TEXT FOR ANALYSIS>
#####

In this case, respondent's complaint requested statutory damages. Unlike claims for injunctive relief challenging ongoing conduct, a claim for damages cannot evade review; it remains live until it is settled, judicially resolved, or barred by a statute of limitations. Nor can a defendant's attempt to obtain settlement insulate such a claim from review, for a full settlement offer addresses plaintiff's alleged harm by making the plaintiff whole. While settlement may have the collateral effect of foreclosing unjoined claimants from having their rights vindicated in respondent's suit, such putative plaintiffs remain free to vindicate their rights in their own suits. They are no less able to have their claims settled or adjudicated following respondent's suit than if her suit had never been filed at all.

C

Finally, respondent argues that the purposes served by the FLSA's collective-action provisions — for example, efficient resolution of common claims and lower individual costs associated with litigation — would be frustrated by defendants' use of Rule 68 to "pick off" named plaintiffs before the collective-action process has run its course. Both respondent and the Court of Appeals purported to find support for this position in our decision in Roper, 445 U.S., at 339, 100 S.Ct. 1166.

In Roper, the named plaintiffs' individual claims became moot after the District Court denied their motion for class certification under Rule 23 and subsequently entered judgment in their favor, based on the defendant bank's offer of judgment for the maximum recoverable amount of damages, in addition to interest and court costs. Id., at 329-330, 100 S.Ct. 1166. The Court held that even though the District Court had entered judgment in the named plaintiffs' favor, they could nevertheless appeal the denial of their motion to certify the class. The Court found that, under the particular circumstances of that case, the named plaintiffs possessed an ongoing, personal economic stake in the substantive controversy — namely, to shift a portion of attorney's fees and expenses to successful class litigants.5 Id., at 332-334, and n. 6, 100 S.Ct. 1166. Only then, in dicta, did the Court underscore the importance of a district court's class certification decision and observe that allowing defendants to "`pic[k] off'" party plaintiffs before an affirmative ruling was achieved "would frustrate the objectives of class actions." Id., at 339, 100 S.Ct. 1166.

#####

DATA SECTION>
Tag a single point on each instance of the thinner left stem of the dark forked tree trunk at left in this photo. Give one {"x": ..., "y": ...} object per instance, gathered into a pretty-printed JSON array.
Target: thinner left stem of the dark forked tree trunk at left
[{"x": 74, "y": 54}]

#####

WORK TASK 1> According to the passage on collective actions and settlement offers, what type of relief did respondent's complaint request?
WORK TASK 2> Continue the passage on collective actions and settlement offers, picking up after its final sentence.
The listing has nothing to do with what comes next.

TASK ANSWER 1> Statutory damages.

TASK ANSWER 2>
Roper's holding turned on a specific factual finding that the plaintiffs' possessed a continuing personal economic stake in the litigation, even after the defendants' offer of judgment. Id., at 336, 100 S.Ct. 1166. As already explained, here, respondent conceded that petitioners' offer "provided complete relief on her individual claims," Brief in Opposition i, and she failed to assert any continuing economic interest in shifting attorney's fees and costs to others. Moreover, Roper's dictum was tethered to the unique significance of certification decisions in class-action proceedings. 445 U.S., at 339, 100 S.Ct. 1166. Whatever significance "conditional certification" may have in § 216(b) proceedings, it is not tantamount to class certification under Rule 23.

* * *

The Court of Appeals concluded that respondent's individual claim became moot following petitioners' Rule 68 offer of judgment. We have assumed, without deciding, that this is correct.

Reaching the question on which we granted certiorari, we conclude that respondent has no personal interest in representing putative, unnamed claimants, nor any other continuing interest that would preserve her suit from mootness. Respondent's suit was, therefore, appropriately dismissed for lack of subject-matter jurisdiction.

The judgment of the Court of Appeals for the Third Circuit is reversed.

It is so ordered.

Justice KAGAN, with whom Justice GINSBURG, Justice BREYER, and Justice SOTOMAYOR join, dissenting.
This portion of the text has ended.